DOCUMENT SECTION
▼▼▼
Glass Half Full - Newcastle Herald

  • by admin - January 13, 2021 - 1:30pm
The Herald takes a "Woke" view of climate alarmism and seldom publishes views that dissent from theirs.

I enjoy the Herald’s “glass half-full” view of plans to stabilise the grid using battery storage facilities in Mayfield, Liddell and now Eraring. It wasn’t that long ago the grid was stable and provided Hunter Valley residents with the cheapest priced electricity in the world. More importantly, it enabled Australian industries to compete globally and manufacture some of the best engineering products on the world stage. It also created thousands of highly paid jobs and encouraged investment in advanced manufacturing skills that placed Newcastle in the top echelons of engineering prowess.

The Herald’s editorial (Jan 13) blithely states there is nothing residents should be concerned about in solving the alleged climate emergency by turning off our reliable coal energy. Sadly, battery-based electricity storage will not solve Australia’s energy woes. It can’t. Our electricity supply chain must be designed to support always-on refrigeration and commerce. The Hunter Valley/Central Coast Superstorm in 2017 (remember that power outage?) taught us that without baseload electricity our economy stops. No traffic lights, petrol, shops or internet access. What we are now witnessing in the name of saving the planet is the wanton wrecking of the one reliable constant in our electricity supply: base-load coal generation.
▲▲▲
DIRECTIONS
1/ List the places that the letter on grid battery storage names as sites of battery storage facilities.
2/ According to the letter on grid battery storage, why can battery-based storage not solve Australia's energy woes? Answer in one to three sentences.
3/ Pick up the letter on grid battery storage where it stops, and continue it in the same voice.

SUPPLIED RECORDS
▼▼▼
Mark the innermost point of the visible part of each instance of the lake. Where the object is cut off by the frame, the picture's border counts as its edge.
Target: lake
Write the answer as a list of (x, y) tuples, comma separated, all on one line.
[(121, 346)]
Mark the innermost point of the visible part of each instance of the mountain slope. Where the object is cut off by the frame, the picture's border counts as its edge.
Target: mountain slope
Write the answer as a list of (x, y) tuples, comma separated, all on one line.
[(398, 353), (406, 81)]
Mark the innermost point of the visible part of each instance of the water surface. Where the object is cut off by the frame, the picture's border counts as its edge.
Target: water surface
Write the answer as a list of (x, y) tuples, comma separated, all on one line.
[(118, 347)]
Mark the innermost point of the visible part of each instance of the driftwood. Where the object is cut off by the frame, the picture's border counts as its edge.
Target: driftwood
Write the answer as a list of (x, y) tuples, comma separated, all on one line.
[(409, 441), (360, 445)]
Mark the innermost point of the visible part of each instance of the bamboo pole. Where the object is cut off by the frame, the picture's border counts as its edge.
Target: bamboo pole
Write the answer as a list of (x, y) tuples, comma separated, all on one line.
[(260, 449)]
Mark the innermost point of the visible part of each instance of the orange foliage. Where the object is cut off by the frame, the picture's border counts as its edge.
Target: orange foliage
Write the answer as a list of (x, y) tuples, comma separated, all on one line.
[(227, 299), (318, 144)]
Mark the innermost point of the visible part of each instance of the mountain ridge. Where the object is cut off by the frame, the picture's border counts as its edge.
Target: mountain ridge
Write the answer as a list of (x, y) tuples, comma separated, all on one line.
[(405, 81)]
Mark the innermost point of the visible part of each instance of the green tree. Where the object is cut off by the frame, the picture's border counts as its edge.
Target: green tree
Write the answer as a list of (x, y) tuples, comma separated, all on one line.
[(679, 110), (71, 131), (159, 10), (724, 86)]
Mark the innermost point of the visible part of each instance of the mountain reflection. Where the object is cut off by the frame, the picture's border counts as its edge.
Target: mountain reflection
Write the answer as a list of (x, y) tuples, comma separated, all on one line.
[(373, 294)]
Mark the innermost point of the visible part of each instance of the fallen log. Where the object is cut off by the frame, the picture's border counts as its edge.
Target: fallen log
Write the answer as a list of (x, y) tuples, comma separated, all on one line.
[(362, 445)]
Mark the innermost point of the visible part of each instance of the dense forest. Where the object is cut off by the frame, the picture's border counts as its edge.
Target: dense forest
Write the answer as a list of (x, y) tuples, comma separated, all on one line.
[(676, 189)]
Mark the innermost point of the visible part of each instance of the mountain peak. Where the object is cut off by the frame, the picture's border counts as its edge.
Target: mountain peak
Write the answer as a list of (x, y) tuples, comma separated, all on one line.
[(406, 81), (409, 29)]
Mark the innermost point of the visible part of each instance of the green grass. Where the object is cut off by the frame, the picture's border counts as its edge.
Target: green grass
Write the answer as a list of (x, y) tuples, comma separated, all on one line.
▲▲▲
SOLVED PROBLEMS
1/ Mayfield, Liddell and Eraring.

2/ The electricity supply chain must be designed to support always-on refrigeration and commerce. The 2017 Hunter Valley/Central Coast Superstorm showed that without baseload electricity the economy stops, with no traffic lights, petrol, shops or internet access.

3/
Australia desperately needs to build greater resilience into every aspect of our electricity supply chain. That means investing in the latest coal generation technology and ensuring we can deliver interruption-free electricity until we are in a position to replace like-for-like generation capacity with a competitive alternative. Intermittent solar and wind just don’t cut it.

The other concern that should be aired is implementing life-cycle plans for the batteries themselves. To date, no cost-effective method of recycling batteries has been developed. Promising development is coming out of two Nevada, USA, based battery recycling start-ups. These companies’ contract with Tesla and their manufacturing partner, Panasonic, to process cells that have failed during the battery manufacturing phase. They don’t make it into Tesla cars or PowerWall’s but fail quality control. The recycling process involves high-energy furnaces and corrosive acids to breakdown the cells prior to separating the heavy-metal components and lithium.

Climate optimists will opine that we can develop this technology and construct these plants here, in the Hunter Valley, using taxpayer funded financial assistance and subsidies. Sceptical observers may remind the green enthusiasts that the single reason Australia stopped transporting ships full of containerised garbage was because China and the Philippines placed embargoes on these shameful exports.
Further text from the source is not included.